Евгений Сухарев. Октябрёнок. Стихи и циклы – Харьков: ТО Эксклюзив, 2020, – 126 с.

Харьковчанин Евгений Сухарев живёт в немецком Эрфурте с 2007 года. В новую свою книгу поэт включил стихи, созданные в последние 15 лет. Преимущественно они писались в Харькове и Эрфурте. Две линии судьбы, сливающиеся в единый поток жизни. Сухарев умеет строить свою стихотворную речь в такой манере, которую можно назвать неким «поэтическим импрессионизмом». Бросишь первый взгляд на стихотворение, схватишь общую картину, но, приблизившись к ней, разглядишь более сложные и тонкие детали:

Кровь августа в ладонь мою струится,

По оперенью птичьему скользя,

И мокрым комом падает, как птица

Тяжёлая: ей легкой быть нельзя.

Живёт она, всё больше холодея,

Всё медленней, всё ближе к сентябрю.

Какая всё же странная затея –

Земному доверять календарю.

Какая всё же странная причуда –

Скользить, струиться, время коротать…

Живи себе, ты жив еще покуда,

И Бог с тобой, и Божья благодать.

* ЗАДАНИЕ:
Перепишите из текста фрагмент между «Харьковчанин Евгений Сухарев» и «легкой быть нельзя.» включительно.

* ИСХОДНЫЕ ЗАПИСИ:

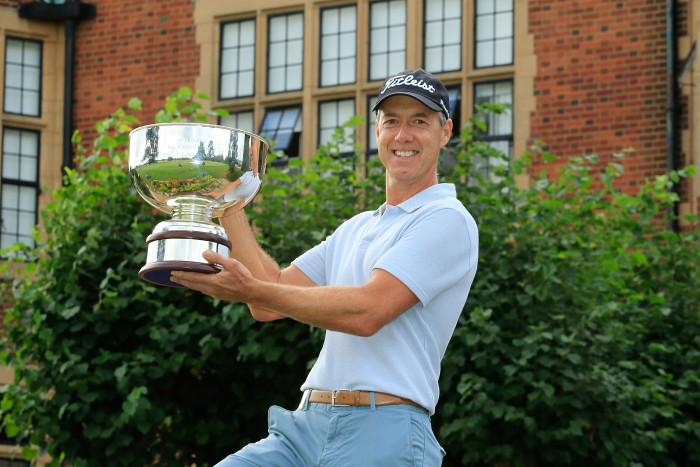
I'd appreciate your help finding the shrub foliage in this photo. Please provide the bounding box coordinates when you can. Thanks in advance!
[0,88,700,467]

...

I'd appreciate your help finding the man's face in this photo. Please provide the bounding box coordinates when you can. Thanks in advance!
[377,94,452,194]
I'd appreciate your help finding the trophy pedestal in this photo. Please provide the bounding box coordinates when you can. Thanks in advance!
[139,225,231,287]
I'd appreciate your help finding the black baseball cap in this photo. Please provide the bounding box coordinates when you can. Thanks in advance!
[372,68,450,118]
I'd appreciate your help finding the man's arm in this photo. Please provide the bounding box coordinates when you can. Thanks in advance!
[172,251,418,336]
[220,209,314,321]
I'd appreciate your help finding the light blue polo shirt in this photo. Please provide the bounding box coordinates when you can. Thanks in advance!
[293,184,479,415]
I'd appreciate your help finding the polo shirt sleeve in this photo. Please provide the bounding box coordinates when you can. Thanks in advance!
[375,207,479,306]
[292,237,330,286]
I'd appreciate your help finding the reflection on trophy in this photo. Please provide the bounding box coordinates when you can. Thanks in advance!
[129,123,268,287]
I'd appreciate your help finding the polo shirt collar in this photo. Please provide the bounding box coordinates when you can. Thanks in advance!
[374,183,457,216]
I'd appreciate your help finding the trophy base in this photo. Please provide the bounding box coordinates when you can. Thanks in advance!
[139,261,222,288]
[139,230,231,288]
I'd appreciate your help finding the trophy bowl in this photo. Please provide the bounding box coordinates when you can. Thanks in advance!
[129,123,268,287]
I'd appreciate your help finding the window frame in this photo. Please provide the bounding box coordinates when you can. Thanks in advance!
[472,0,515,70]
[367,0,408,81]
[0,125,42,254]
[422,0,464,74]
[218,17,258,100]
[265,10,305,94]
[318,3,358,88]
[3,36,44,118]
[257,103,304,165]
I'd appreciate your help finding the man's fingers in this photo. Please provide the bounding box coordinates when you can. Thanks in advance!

* ОТВЕТ:
Харьковчанин Евгений Сухарев живёт в немецком Эрфурте с 2007 года. В новую свою книгу поэт включил стихи, созданные в последние 15 лет. Преимущественно они писались в Харькове и Эрфурте. Две линии судьбы, сливающиеся в единый поток жизни. Сухарев умеет строить свою стихотворную речь в такой манере, которую можно назвать неким «поэтическим импрессионизмом». Бросишь первый взгляд на стихотворение, схватишь общую картину, но, приблизившись к ней, разглядишь более сложные и тонкие детали:

Кровь августа в ладонь мою струится,

По оперенью птичьему скользя,

И мокрым комом падает, как птица

Тяжёлая: ей легкой быть нельзя.